Records of points marking named objects
--- --- ---

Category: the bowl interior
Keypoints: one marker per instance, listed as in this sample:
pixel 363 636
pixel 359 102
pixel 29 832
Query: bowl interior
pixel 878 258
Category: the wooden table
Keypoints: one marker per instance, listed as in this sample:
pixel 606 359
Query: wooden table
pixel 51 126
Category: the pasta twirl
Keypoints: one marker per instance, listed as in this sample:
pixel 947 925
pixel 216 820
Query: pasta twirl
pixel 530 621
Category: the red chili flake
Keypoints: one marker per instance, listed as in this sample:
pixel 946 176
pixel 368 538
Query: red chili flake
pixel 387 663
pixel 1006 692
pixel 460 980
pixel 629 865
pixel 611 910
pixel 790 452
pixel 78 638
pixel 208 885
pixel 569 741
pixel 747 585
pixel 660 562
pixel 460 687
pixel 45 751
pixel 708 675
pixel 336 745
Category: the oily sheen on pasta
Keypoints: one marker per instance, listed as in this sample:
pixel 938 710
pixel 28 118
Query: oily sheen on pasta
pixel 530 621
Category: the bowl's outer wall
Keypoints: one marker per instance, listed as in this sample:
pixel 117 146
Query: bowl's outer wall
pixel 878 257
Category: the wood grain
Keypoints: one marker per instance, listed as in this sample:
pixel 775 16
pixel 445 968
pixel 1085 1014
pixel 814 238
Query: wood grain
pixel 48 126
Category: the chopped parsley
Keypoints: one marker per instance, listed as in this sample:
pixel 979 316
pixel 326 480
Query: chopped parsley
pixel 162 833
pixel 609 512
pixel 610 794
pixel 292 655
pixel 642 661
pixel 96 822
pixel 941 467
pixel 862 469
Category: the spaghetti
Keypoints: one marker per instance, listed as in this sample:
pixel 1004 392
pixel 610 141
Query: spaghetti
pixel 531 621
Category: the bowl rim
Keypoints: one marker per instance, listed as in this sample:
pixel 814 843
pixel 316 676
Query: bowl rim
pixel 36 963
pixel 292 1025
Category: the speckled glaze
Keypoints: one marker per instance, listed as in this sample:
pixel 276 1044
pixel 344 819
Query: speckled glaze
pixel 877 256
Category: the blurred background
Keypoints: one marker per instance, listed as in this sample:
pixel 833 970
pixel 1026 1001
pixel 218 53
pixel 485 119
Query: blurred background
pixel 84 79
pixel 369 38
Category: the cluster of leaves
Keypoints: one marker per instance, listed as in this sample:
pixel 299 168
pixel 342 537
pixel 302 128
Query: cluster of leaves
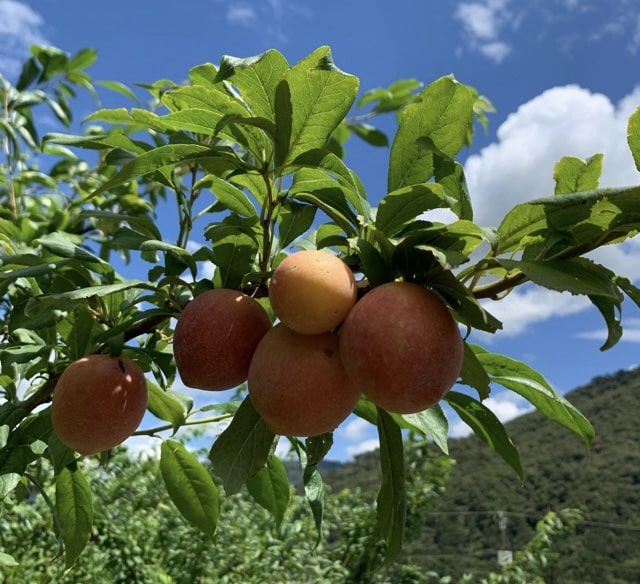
pixel 137 536
pixel 249 155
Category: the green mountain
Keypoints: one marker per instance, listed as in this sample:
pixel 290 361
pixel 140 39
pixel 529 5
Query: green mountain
pixel 486 508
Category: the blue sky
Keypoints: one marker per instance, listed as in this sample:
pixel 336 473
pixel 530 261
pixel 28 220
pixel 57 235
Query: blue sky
pixel 561 74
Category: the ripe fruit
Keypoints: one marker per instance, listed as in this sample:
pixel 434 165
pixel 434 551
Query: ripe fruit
pixel 215 337
pixel 312 291
pixel 297 383
pixel 401 347
pixel 98 402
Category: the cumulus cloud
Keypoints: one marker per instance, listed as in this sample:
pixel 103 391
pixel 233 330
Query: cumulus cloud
pixel 506 406
pixel 358 436
pixel 631 332
pixel 484 23
pixel 562 121
pixel 20 27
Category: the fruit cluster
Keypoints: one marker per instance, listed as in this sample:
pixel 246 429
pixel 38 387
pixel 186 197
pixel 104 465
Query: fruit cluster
pixel 398 345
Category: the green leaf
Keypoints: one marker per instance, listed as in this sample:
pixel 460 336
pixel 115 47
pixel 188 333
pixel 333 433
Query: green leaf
pixel 67 300
pixel 402 206
pixel 118 87
pixel 525 381
pixel 430 422
pixel 231 197
pixel 311 100
pixel 242 449
pixel 473 373
pixel 7 560
pixel 316 187
pixel 392 497
pixel 190 486
pixel 294 219
pixel 369 134
pixel 486 426
pixel 578 276
pixel 573 175
pixel 164 406
pixel 256 79
pixel 443 114
pixel 633 136
pixel 234 253
pixel 159 158
pixel 74 508
pixel 270 488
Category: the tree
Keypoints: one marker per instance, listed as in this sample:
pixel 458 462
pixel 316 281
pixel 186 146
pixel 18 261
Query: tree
pixel 249 155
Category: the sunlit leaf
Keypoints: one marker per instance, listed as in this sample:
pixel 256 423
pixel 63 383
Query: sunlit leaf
pixel 74 508
pixel 270 488
pixel 190 486
pixel 311 101
pixel 242 449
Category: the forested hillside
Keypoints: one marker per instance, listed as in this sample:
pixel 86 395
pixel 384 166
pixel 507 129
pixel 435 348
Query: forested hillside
pixel 486 508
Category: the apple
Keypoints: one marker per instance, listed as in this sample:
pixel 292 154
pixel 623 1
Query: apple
pixel 312 291
pixel 297 382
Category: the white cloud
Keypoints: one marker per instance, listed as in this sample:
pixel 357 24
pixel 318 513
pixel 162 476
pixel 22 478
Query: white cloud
pixel 361 447
pixel 631 332
pixel 357 434
pixel 270 18
pixel 484 24
pixel 506 406
pixel 528 305
pixel 562 121
pixel 241 14
pixel 20 27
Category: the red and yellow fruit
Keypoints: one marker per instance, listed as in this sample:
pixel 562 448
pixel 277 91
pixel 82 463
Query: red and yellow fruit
pixel 215 337
pixel 401 347
pixel 98 402
pixel 297 383
pixel 312 291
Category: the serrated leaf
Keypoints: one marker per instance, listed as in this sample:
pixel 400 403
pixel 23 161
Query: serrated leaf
pixel 311 100
pixel 49 302
pixel 164 406
pixel 530 384
pixel 270 488
pixel 242 449
pixel 159 158
pixel 486 426
pixel 573 175
pixel 392 497
pixel 190 486
pixel 443 114
pixel 74 508
pixel 473 373
pixel 578 276
pixel 633 136
pixel 402 206
pixel 231 197
pixel 256 78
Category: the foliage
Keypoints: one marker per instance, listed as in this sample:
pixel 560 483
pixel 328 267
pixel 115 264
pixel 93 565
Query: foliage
pixel 249 156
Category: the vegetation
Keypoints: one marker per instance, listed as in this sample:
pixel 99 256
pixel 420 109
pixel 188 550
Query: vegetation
pixel 249 157
pixel 485 508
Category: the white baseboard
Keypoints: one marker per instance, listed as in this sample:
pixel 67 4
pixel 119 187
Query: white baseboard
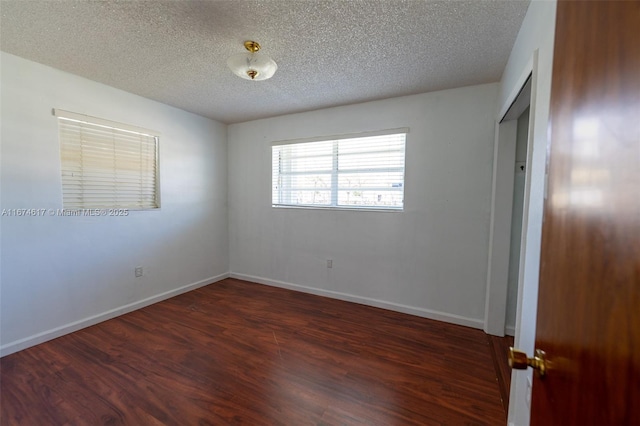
pixel 412 310
pixel 36 339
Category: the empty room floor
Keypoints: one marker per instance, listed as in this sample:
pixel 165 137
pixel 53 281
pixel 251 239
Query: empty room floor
pixel 236 352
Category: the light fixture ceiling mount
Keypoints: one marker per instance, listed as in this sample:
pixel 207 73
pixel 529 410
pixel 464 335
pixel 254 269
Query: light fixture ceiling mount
pixel 252 65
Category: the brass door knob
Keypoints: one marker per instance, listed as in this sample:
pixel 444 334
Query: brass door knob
pixel 518 360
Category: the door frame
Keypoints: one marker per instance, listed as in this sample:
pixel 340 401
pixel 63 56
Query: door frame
pixel 502 202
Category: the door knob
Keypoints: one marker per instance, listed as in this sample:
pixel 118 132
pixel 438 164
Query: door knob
pixel 518 360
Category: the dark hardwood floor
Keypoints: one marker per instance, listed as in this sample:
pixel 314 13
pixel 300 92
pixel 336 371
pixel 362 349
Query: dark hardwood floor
pixel 499 347
pixel 236 352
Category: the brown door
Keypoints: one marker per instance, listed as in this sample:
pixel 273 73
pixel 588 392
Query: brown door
pixel 589 298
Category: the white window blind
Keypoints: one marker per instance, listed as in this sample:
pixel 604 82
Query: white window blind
pixel 364 171
pixel 107 164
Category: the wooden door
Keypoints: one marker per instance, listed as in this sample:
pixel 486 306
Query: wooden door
pixel 589 298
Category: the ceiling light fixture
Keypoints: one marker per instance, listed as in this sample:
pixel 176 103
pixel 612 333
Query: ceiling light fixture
pixel 252 65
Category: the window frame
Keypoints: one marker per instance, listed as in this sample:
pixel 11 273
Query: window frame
pixel 335 173
pixel 119 127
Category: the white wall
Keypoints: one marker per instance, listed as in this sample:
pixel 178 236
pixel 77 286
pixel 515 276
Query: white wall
pixel 536 34
pixel 59 274
pixel 429 260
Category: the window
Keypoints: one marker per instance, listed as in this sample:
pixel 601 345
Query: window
pixel 363 172
pixel 107 164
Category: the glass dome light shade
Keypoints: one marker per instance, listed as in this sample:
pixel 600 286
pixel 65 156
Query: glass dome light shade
pixel 252 66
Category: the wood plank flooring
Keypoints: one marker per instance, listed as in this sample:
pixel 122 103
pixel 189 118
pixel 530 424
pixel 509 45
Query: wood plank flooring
pixel 499 347
pixel 239 353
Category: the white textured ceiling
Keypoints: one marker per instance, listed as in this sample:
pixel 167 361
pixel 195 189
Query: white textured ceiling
pixel 329 52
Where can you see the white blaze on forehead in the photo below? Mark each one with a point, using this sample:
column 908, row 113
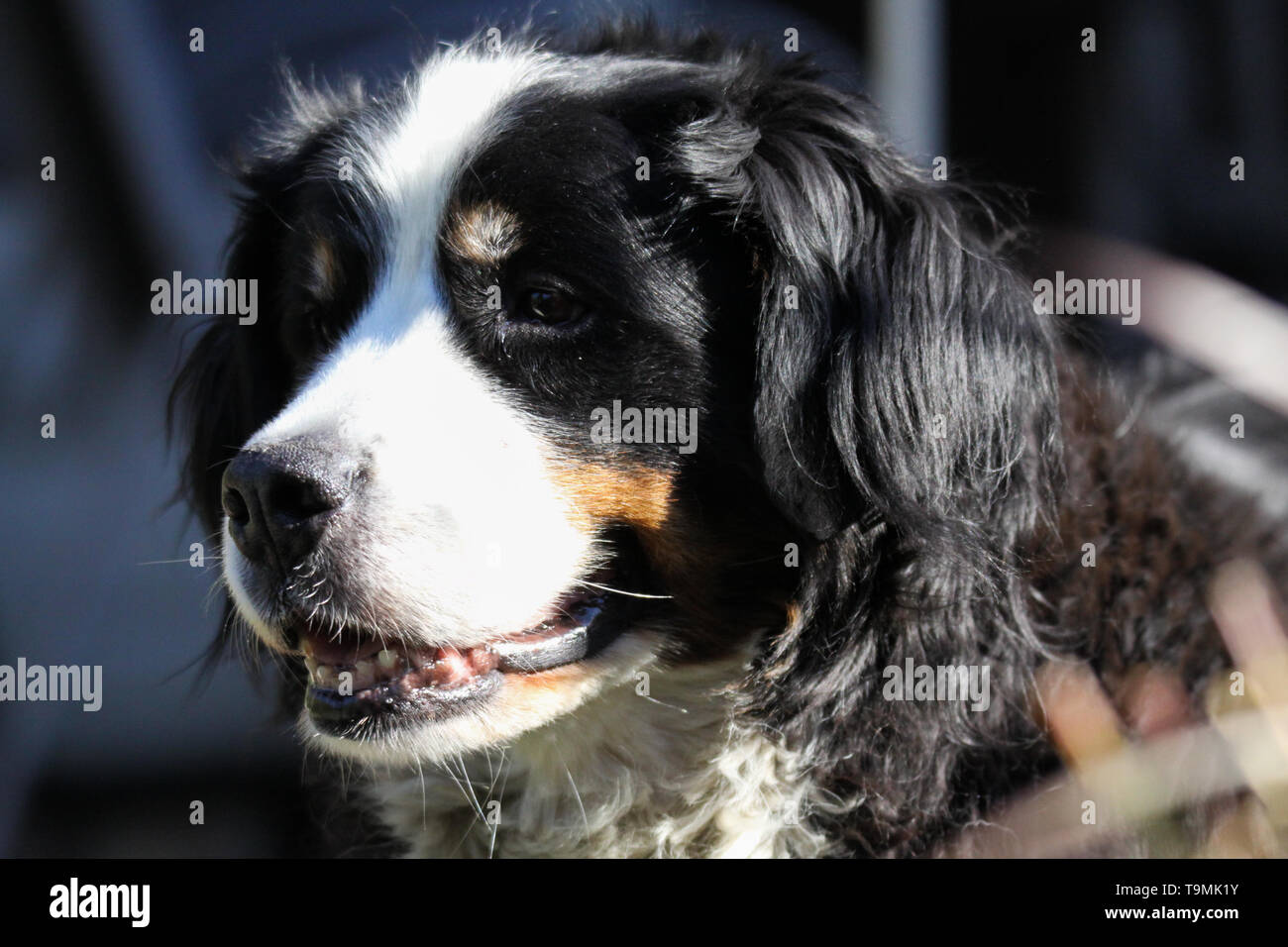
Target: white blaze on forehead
column 410, row 167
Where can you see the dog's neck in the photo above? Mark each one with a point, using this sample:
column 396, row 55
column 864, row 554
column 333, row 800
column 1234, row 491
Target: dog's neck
column 627, row 775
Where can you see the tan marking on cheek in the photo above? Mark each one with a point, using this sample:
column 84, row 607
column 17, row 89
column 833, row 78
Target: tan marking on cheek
column 326, row 266
column 639, row 497
column 484, row 234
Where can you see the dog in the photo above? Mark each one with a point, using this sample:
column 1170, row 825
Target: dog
column 622, row 418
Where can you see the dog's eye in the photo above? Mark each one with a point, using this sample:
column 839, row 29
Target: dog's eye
column 552, row 307
column 307, row 333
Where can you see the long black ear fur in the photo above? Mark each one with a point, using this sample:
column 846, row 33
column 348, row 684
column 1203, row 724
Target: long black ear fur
column 907, row 421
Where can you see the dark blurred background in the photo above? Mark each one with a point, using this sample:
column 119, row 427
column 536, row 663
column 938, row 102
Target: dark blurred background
column 1131, row 142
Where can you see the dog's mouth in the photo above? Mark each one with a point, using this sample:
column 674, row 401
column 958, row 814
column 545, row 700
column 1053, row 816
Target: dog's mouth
column 361, row 684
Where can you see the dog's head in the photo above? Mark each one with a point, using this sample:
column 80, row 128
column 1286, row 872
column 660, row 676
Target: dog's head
column 570, row 365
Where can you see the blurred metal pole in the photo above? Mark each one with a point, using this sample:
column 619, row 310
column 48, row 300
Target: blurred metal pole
column 909, row 71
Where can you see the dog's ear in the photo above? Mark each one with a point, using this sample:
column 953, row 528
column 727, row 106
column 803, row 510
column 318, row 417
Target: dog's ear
column 233, row 377
column 902, row 373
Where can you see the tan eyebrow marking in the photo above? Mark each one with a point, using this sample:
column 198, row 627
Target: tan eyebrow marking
column 326, row 266
column 484, row 234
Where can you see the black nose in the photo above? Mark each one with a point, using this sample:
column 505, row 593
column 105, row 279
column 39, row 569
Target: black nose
column 279, row 497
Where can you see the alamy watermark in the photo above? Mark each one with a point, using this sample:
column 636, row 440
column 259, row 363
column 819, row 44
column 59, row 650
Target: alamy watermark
column 938, row 684
column 649, row 425
column 179, row 296
column 72, row 684
column 1077, row 296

--- --- ---

● YOUR TASK: Print the items above word for word, starting with the line containing "Category: the wood plank flooring" and continuing through the line containing "column 307, row 333", with both of those lines included. Omit the pictures from your reply.

● SOLUTION FOR THIS TASK:
Category: the wood plank flooring
Keypoints: one marker per instance, listed as in this sample:
pixel 122 103
pixel 189 118
pixel 530 424
pixel 509 45
Query: wood plank flooring
pixel 499 347
pixel 239 353
Category: the white textured ceiling
Keypoints: one marker per instance, listed as in this sample:
pixel 167 361
pixel 195 189
Query: white textured ceiling
pixel 329 52
Where can you see the white blaze on forehead in the photo below? Mark each one with a point, using this sample:
column 908, row 113
Target: white blaze on forehead
column 410, row 167
Where can you see the dog's neck in the photo above? Mark each one with a point, using this sample:
column 396, row 55
column 864, row 554
column 333, row 800
column 1234, row 491
Target: dog's neck
column 627, row 775
Where can you see the tan marking on cheek in the photo above? Mark each one with a point, using this sample:
column 84, row 607
column 17, row 89
column 833, row 78
Target: tan marking on cheek
column 326, row 266
column 639, row 497
column 484, row 234
Where can you see the dog in the photo above? Mark each one with a point, using this sample:
column 1170, row 825
Target: dog
column 622, row 418
Where can you see the dog's eye in the photo above? Mark each one with a point, using this sample:
column 839, row 29
Target: dog's eye
column 552, row 307
column 307, row 333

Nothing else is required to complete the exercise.